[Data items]

-- BEGIN --

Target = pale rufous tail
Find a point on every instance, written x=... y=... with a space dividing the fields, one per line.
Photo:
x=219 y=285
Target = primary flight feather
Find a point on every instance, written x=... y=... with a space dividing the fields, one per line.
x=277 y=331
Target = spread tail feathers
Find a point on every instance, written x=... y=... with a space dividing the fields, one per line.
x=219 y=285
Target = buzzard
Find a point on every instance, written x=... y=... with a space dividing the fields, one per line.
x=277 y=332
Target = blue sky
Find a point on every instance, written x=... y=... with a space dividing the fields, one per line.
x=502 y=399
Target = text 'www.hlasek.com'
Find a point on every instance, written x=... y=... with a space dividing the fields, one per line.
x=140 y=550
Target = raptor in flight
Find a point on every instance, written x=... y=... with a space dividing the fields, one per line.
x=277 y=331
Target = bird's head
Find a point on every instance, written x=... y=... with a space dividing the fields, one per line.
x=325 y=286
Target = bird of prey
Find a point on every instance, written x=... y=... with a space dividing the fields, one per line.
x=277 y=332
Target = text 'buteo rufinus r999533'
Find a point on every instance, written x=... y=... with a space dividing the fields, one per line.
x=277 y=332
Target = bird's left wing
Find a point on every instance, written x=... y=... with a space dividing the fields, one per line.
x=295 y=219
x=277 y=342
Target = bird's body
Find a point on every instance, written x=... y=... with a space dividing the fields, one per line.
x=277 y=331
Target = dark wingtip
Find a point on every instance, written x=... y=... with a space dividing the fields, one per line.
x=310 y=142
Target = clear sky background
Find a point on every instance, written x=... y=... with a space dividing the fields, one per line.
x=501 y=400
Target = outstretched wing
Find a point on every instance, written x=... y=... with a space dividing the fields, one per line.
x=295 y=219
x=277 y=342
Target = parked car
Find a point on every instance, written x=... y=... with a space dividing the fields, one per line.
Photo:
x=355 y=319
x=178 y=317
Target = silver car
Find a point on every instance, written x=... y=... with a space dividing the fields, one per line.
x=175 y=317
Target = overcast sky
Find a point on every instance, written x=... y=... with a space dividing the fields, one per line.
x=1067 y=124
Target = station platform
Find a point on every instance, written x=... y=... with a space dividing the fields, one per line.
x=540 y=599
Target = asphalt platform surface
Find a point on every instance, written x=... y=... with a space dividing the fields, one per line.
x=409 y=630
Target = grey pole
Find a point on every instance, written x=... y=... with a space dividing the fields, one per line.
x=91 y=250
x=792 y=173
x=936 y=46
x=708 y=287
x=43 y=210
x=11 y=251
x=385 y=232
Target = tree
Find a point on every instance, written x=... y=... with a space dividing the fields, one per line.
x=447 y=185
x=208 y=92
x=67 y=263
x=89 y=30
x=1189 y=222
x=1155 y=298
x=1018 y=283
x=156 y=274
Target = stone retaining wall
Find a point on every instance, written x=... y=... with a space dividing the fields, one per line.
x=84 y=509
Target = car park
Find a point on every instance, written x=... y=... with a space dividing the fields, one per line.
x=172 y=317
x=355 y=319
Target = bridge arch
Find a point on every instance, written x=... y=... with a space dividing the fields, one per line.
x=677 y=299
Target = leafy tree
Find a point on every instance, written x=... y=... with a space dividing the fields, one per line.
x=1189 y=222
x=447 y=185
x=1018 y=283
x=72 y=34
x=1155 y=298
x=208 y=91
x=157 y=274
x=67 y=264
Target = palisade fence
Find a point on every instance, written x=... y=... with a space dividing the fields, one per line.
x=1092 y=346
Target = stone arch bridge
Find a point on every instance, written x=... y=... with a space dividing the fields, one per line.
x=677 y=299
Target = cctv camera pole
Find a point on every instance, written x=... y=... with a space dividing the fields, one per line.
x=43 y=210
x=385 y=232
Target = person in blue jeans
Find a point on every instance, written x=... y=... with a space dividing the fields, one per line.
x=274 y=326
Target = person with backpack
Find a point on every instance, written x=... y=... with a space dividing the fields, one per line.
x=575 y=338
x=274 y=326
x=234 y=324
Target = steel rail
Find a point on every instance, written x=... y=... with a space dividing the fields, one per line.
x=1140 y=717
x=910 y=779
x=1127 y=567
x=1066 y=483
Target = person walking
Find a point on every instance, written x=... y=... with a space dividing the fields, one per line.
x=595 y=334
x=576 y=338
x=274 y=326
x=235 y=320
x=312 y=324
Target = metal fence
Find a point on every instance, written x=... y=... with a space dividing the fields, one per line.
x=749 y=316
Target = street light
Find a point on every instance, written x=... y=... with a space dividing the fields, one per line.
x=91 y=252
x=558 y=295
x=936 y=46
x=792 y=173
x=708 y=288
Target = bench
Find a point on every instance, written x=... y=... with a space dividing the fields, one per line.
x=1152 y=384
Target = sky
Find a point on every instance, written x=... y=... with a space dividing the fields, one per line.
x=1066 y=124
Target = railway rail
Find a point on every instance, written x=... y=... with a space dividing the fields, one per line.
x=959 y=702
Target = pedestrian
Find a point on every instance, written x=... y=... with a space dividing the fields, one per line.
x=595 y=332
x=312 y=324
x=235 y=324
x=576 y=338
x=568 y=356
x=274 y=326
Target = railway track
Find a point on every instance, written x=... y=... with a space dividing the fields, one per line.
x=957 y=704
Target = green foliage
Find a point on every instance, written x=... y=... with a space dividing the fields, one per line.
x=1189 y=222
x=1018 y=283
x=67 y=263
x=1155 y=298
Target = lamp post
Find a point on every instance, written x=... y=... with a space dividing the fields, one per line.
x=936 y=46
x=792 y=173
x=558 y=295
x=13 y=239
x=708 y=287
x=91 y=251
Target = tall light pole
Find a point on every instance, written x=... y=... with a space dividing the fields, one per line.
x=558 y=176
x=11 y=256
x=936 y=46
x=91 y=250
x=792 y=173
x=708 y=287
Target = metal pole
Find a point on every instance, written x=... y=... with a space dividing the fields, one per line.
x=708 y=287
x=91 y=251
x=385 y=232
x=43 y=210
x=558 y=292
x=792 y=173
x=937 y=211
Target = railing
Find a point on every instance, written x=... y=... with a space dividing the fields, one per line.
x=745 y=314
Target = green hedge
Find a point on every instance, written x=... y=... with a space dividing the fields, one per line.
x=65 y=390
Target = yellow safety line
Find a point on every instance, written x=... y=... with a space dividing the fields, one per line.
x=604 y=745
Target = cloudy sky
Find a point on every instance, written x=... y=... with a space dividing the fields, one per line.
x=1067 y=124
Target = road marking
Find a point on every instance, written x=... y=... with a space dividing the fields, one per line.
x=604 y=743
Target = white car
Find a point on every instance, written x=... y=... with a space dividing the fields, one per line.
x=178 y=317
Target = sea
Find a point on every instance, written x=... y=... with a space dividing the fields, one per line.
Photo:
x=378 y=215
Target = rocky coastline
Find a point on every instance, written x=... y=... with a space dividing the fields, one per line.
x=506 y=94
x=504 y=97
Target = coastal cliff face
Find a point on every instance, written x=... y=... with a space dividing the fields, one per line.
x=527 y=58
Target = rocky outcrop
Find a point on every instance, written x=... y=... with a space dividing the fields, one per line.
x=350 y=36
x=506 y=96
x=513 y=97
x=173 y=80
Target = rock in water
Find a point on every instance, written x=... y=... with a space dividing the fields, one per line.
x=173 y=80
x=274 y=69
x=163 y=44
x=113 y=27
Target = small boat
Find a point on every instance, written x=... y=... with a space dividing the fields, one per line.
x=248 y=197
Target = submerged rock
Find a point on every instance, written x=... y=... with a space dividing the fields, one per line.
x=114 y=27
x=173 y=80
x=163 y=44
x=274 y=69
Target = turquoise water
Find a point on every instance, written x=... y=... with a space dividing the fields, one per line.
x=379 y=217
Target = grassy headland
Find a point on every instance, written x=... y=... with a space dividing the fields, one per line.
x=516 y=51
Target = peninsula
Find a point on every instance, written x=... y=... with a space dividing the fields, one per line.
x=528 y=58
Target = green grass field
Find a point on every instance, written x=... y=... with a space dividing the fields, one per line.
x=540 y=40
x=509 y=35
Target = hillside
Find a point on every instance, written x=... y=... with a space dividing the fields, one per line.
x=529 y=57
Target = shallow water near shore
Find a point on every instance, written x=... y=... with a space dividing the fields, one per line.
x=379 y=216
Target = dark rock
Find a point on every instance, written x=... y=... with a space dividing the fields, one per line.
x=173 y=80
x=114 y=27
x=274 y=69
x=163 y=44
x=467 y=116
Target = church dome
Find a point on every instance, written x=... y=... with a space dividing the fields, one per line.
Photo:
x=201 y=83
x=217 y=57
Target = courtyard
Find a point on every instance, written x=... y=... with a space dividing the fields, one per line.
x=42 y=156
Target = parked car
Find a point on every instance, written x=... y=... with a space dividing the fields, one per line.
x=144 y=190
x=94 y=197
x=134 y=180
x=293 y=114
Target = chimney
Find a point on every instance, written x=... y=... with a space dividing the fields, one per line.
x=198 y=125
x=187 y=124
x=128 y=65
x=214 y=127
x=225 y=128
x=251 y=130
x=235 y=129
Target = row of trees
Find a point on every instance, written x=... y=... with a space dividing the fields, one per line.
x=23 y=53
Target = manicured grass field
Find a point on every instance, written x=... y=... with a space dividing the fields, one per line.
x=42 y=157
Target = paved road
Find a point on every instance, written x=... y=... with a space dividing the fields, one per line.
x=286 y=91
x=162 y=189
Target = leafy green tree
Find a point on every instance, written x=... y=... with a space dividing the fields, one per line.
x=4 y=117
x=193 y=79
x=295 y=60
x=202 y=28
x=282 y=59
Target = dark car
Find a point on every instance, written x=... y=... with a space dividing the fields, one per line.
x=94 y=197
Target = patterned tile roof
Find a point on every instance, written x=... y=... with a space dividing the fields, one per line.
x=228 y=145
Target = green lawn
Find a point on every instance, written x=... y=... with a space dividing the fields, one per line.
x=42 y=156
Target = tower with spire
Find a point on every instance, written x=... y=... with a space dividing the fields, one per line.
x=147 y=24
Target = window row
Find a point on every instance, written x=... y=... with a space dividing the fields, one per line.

-- END --

> _AIM OF THE EXERCISE_
Copy out exactly the lines between the line with "Target = manicured grass field" and the last line of the entries, counting both of those lines.

> _SOLVED PROBLEM_
Target = manicured grass field
Find a point on every instance, written x=... y=... with a space dividing the fields, one per line.
x=42 y=157
Target = paved road
Find a point on every instance, written x=... y=... with a space dividing the fields, one per line.
x=286 y=91
x=162 y=189
Target = leafy green tree
Find a point on every instance, written x=... y=... with a space dividing the fields, one per line.
x=4 y=117
x=193 y=79
x=295 y=60
x=202 y=28
x=282 y=59
Target = dark car
Find a point on every instance, written x=... y=... with a space dividing the fields, one per line.
x=94 y=197
Target = patterned tile roof
Find a point on every instance, written x=... y=... with a space dividing the fields, one per line.
x=228 y=145
Target = green lawn
Find a point on every instance, written x=... y=... with a space dividing the fields, one per line.
x=42 y=156
Target = tower with spire
Find a point on every instance, written x=... y=... with a space dividing the fields, one per line.
x=147 y=24
Target = window row
Find a point on every instance, written x=... y=... with a space dividing the fields, one per line.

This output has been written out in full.